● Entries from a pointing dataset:
◇ ◇ ◇ ◇

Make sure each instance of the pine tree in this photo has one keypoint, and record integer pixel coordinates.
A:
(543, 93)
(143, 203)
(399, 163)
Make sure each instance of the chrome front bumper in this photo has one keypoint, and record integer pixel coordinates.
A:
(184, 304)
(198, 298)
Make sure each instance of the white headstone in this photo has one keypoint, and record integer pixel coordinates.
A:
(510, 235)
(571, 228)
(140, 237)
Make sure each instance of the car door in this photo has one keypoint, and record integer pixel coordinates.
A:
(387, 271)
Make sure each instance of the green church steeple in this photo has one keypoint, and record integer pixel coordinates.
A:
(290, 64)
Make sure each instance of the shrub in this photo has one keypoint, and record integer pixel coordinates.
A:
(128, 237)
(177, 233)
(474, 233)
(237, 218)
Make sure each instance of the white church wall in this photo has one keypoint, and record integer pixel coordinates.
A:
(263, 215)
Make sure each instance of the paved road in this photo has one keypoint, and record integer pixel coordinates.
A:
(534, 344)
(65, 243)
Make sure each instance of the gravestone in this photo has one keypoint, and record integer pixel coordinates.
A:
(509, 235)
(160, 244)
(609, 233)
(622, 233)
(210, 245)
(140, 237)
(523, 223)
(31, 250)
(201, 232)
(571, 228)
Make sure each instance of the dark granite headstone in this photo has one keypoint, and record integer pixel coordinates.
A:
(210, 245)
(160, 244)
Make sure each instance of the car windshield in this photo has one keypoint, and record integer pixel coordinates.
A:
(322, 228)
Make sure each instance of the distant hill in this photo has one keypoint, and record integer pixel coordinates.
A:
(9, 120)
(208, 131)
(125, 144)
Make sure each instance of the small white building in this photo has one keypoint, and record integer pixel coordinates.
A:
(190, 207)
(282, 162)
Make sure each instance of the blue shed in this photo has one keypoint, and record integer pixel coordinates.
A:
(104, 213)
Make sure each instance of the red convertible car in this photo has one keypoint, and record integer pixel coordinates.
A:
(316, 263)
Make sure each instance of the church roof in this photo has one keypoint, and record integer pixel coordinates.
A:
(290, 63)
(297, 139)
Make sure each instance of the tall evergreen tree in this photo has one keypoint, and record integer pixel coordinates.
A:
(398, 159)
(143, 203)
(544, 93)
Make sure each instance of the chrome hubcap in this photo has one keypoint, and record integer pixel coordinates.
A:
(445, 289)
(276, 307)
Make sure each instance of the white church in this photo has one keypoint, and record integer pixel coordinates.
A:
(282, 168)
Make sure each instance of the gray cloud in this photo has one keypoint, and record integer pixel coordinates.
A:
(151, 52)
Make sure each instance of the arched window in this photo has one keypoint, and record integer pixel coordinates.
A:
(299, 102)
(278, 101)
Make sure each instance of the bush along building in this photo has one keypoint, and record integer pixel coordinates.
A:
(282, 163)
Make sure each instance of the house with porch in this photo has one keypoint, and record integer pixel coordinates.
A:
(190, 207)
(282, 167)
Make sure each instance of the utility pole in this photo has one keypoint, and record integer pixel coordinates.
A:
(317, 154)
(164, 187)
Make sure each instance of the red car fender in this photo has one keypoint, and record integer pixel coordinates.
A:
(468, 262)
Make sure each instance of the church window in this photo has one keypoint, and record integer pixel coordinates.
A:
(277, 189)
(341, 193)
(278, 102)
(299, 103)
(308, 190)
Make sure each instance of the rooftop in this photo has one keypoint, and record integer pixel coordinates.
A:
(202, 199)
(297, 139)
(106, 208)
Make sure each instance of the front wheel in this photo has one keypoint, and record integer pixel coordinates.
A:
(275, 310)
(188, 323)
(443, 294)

◇ ◇ ◇ ◇

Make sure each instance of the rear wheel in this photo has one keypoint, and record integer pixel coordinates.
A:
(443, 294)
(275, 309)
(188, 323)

◇ ◇ ◇ ◇

● WRITTEN PROBLEM:
Show each line of the items above that contains the word "wheel", treating uppercase and lowercase as different.

● ANSWER TO THE TASK:
Make sure each instance of the front wheel in this photo has one keypoint, and record integer pixel coordinates.
Make sure each instance of the rear wheel in this photo has one keypoint, and record integer pixel coordinates.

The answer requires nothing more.